(Position identification items)
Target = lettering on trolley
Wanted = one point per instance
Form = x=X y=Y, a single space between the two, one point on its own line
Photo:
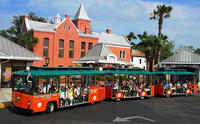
x=46 y=96
x=93 y=91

#### GIVEN PROBLEM:
Copy the lines of each item above word for word, leaving out the pictures.

#### SOLUTION FOR THIS EXERCISE:
Target = lettering on trolley
Wanted = one point per instance
Form = x=X y=Y, a single space between the two, one point on its own line
Photo:
x=46 y=96
x=93 y=91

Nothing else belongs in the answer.